### What is needed
Copy the result of filtering the entries below for lines that include the string "headboard".

### Dataset records
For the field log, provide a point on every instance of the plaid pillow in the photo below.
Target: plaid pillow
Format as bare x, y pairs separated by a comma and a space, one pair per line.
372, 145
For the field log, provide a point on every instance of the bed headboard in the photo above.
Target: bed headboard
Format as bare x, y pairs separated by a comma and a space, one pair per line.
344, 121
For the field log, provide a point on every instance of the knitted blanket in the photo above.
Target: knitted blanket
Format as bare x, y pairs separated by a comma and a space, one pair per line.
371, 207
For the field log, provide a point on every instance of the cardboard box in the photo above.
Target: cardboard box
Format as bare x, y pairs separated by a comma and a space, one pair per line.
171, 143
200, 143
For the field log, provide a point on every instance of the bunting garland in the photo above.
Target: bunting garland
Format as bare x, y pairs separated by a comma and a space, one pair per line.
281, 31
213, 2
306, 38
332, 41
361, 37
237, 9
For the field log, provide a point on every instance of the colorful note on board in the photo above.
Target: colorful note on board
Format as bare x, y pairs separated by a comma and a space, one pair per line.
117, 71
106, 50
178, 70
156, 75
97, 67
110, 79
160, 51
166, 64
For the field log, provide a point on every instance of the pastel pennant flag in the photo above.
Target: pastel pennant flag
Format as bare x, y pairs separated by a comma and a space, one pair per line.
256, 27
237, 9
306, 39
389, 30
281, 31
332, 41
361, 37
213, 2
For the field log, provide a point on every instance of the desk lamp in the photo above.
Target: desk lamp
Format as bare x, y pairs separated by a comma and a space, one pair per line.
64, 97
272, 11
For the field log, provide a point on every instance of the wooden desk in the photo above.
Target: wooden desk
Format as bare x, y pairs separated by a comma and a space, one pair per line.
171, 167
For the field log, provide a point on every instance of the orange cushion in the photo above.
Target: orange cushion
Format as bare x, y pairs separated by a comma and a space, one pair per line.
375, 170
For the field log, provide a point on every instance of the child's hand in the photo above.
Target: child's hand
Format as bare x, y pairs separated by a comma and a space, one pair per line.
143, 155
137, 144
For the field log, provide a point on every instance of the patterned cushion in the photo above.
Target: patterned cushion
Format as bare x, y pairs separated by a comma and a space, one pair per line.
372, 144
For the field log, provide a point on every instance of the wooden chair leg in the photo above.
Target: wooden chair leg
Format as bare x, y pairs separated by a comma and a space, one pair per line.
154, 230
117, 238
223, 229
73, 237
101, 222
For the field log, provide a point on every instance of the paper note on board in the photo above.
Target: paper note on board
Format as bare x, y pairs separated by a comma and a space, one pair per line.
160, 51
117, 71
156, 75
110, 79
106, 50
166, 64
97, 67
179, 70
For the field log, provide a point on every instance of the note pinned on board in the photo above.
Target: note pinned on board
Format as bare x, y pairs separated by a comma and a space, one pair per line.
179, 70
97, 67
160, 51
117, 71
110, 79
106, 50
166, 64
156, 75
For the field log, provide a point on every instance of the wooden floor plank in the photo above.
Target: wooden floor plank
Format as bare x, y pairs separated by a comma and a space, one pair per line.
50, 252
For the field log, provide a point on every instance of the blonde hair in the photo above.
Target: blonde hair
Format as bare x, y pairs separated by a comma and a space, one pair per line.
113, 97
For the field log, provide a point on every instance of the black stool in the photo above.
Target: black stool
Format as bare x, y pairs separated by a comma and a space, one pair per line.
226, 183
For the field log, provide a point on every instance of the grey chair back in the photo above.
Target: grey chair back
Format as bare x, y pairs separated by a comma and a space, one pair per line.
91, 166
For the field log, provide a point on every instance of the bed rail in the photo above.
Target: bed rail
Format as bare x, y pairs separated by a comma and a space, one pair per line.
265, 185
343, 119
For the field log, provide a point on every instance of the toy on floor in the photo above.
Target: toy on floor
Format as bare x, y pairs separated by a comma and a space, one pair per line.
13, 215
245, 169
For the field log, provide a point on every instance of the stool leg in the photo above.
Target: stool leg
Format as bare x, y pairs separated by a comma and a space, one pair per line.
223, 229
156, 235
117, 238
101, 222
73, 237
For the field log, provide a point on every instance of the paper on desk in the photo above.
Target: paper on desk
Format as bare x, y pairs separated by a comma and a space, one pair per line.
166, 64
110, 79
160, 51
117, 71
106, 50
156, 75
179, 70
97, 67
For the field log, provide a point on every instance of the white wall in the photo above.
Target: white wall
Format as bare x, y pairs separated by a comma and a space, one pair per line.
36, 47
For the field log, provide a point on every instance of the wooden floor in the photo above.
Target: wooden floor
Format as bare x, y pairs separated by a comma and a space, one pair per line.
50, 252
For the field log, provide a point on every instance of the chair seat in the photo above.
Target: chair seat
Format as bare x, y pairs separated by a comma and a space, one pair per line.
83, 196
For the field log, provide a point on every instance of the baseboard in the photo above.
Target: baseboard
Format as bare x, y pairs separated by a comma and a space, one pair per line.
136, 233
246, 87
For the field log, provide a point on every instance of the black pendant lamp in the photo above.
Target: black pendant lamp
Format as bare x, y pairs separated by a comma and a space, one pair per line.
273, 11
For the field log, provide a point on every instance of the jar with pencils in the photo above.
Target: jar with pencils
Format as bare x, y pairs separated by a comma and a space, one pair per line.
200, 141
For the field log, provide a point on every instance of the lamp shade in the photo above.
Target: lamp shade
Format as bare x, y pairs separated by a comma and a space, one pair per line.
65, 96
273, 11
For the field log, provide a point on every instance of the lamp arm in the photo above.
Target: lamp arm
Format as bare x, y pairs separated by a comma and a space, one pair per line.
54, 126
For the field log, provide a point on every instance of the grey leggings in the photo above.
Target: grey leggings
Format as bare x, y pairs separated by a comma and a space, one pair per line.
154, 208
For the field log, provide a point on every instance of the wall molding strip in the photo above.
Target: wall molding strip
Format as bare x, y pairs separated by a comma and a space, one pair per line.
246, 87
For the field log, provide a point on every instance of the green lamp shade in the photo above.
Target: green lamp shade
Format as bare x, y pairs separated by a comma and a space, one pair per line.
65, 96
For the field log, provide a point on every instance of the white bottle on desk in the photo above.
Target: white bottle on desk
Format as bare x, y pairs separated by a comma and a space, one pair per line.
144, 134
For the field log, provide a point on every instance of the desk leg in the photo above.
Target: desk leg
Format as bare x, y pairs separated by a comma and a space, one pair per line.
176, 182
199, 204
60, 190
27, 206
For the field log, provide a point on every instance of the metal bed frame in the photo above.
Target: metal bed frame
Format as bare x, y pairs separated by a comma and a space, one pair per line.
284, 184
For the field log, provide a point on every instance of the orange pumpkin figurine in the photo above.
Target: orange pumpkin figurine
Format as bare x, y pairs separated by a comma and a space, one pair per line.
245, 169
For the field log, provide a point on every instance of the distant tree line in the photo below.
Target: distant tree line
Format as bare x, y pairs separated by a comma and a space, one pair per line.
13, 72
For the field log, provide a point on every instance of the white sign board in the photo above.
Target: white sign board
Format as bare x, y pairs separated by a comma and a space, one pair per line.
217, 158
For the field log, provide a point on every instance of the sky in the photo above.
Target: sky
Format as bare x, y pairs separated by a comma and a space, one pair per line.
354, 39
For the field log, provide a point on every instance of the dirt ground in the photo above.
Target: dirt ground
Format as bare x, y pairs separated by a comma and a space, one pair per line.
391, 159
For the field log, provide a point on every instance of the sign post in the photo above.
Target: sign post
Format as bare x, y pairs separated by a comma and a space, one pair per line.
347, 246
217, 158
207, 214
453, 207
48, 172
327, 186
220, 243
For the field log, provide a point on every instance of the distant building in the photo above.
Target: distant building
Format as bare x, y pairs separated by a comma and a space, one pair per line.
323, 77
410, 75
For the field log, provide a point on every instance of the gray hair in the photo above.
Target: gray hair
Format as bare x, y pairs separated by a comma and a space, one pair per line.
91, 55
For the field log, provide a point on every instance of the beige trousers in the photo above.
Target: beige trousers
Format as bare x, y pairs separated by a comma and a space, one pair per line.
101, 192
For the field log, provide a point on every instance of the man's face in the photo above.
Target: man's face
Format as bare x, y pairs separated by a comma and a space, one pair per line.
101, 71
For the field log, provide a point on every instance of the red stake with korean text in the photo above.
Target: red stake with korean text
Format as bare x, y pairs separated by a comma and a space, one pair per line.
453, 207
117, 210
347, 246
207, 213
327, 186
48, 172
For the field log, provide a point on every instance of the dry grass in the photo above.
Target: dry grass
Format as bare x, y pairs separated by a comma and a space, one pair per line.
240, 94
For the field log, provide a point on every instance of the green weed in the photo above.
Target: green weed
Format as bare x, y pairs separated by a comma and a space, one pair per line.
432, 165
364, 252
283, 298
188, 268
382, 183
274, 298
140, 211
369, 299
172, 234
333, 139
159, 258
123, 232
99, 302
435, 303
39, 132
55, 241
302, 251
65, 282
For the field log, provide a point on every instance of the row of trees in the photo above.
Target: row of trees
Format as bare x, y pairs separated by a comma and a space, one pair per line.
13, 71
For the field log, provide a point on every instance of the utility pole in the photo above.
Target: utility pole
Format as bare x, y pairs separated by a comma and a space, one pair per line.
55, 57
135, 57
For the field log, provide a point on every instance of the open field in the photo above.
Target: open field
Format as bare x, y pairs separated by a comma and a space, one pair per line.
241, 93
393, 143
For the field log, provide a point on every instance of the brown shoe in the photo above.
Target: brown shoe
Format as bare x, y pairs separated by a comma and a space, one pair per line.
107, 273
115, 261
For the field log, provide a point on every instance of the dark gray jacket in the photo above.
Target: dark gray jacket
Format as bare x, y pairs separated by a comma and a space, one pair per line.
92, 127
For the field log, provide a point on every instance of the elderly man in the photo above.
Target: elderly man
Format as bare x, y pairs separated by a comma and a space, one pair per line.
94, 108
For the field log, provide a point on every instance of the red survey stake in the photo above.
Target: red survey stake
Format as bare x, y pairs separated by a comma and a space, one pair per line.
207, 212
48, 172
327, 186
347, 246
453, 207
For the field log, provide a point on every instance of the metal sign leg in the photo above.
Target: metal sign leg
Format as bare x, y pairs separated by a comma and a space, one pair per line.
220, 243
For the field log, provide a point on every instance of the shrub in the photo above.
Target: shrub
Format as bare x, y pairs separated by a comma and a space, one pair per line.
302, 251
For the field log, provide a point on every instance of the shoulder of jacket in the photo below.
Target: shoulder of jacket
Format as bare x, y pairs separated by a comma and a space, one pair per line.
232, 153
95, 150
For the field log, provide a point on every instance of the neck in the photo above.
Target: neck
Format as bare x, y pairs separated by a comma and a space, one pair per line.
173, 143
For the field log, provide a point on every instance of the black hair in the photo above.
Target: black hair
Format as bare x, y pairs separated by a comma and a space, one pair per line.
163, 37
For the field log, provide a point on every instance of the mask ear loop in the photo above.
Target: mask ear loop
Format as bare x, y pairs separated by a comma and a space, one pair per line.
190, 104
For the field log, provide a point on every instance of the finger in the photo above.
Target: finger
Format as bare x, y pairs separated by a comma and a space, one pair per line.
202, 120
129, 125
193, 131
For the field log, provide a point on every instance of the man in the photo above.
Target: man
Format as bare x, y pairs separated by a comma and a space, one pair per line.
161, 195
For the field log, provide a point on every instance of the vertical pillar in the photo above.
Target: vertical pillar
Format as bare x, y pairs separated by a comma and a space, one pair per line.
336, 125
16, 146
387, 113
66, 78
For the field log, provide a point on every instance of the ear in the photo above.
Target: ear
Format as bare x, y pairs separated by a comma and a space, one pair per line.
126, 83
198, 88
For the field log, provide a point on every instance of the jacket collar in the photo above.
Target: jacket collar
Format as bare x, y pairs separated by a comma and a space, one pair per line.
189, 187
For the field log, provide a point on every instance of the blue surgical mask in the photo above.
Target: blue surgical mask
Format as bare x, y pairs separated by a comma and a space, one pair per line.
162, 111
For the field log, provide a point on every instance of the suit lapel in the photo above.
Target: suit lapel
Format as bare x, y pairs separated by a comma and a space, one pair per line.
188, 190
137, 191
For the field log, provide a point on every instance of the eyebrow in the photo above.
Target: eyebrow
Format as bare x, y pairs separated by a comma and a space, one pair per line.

### Answer to the problem
For the field log, provide a point on every instance of the bed headboard in the photo above.
Target: bed headboard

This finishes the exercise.